- _Текст_:
------------------------------------------------------------------------
Не могла ли несовместимость этих болезней привести к печальному концу?

Психически нездоровой считали мать и сестру Надежды, Анну Сергеевну, прошедшую ужасы сталинской тюрьмы.

Страшные судьбы постигли всех Аллилуевых, кроме вовремя умершего Сергея Яковлевича, отца семейства.

Отца…

Много лет я держу в памяти невероятную историю, рассказанную мне в юности, в середине пятидесятых, старой большевичкой, бывшей слушательницей Института красной профессуры. Она просила никогда не упоминать ее фамилии, уверяла, что ничего не боится, сейчас за это не посадят, но просто стыдно, что с ее именем может быть связана такая информация.

Сегодня, спустя много лет, собираясь рассказать услышанное от старой большевички, я испытываю похожее чувство: стыдно, что с моим именем может быть связано обнародование этого предположения. Маловероятного. Шокирующего.
------------------------------------------------------------------------
- _Приведенные строки_:
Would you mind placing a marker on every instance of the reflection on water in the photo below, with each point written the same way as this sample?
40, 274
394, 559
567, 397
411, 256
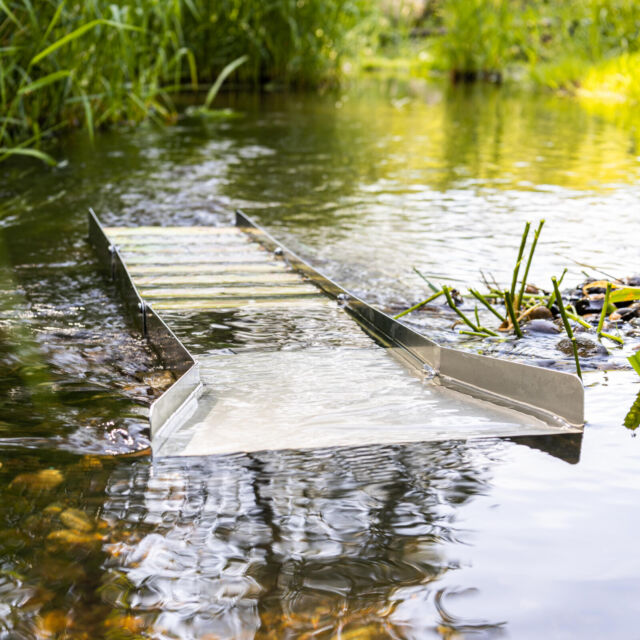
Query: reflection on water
483, 539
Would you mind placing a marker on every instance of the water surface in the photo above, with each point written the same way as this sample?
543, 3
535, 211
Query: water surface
491, 538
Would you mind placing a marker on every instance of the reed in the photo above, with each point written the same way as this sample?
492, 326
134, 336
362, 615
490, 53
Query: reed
419, 305
516, 269
508, 302
478, 296
523, 285
567, 326
605, 307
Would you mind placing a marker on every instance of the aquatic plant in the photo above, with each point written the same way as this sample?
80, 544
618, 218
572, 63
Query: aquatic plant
533, 303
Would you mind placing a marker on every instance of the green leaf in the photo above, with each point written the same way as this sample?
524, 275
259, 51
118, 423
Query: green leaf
228, 70
632, 419
54, 21
634, 360
76, 34
34, 153
5, 8
626, 294
44, 81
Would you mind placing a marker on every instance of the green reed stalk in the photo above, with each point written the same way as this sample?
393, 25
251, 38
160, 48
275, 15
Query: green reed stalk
473, 333
464, 318
478, 296
419, 305
429, 283
508, 302
516, 269
605, 307
552, 297
567, 326
536, 235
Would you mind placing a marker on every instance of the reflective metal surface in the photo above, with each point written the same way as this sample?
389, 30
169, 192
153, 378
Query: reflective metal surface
553, 396
178, 400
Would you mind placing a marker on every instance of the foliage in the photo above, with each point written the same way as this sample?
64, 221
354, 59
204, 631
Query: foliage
558, 40
99, 63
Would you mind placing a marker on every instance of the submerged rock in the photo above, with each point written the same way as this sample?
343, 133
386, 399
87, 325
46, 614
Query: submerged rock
44, 480
586, 347
76, 519
159, 380
73, 538
540, 313
541, 326
589, 304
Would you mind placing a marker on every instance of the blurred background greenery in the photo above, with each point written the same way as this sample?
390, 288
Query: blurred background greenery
98, 63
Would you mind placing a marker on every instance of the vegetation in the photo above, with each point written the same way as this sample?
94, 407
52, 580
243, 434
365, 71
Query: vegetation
592, 45
617, 300
97, 63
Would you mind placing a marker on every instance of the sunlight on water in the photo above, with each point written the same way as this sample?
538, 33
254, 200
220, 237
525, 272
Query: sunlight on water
510, 538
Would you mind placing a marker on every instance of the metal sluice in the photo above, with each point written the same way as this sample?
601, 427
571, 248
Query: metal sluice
204, 269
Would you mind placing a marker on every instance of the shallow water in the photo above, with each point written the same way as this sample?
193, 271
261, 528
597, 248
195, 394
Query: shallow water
480, 539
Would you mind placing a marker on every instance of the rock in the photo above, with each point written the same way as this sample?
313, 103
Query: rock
586, 347
90, 463
53, 509
76, 519
159, 380
71, 538
540, 313
44, 480
12, 540
541, 326
589, 304
625, 314
127, 622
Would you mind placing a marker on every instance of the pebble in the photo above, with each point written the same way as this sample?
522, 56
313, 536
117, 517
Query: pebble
------------------------------------------------------------------------
- _Задание_:
Перепечатайте фрагмент текста об Аллилуевых, приведенного выше: начните со слов «Не могла ли» и остановитесь после слов «связана такая информация.».

- _Ответ на задание_:
Не могла ли несовместимость этих болезней привести к печальному концу?

Психически нездоровой считали мать и сестру Надежды, Анну Сергеевну, прошедшую ужасы сталинской тюрьмы.

Страшные судьбы постигли всех Аллилуевых, кроме вовремя умершего Сергея Яковлевича, отца семейства.

Отца…

Много лет я держу в памяти невероятную историю, рассказанную мне в юности, в середине пятидесятых, старой большевичкой, бывшей слушательницей Института красной профессуры. Она просила никогда не упоминать ее фамилии, уверяла, что ничего не боится, сейчас за это не посадят, но просто стыдно, что с ее именем может быть связана такая информация.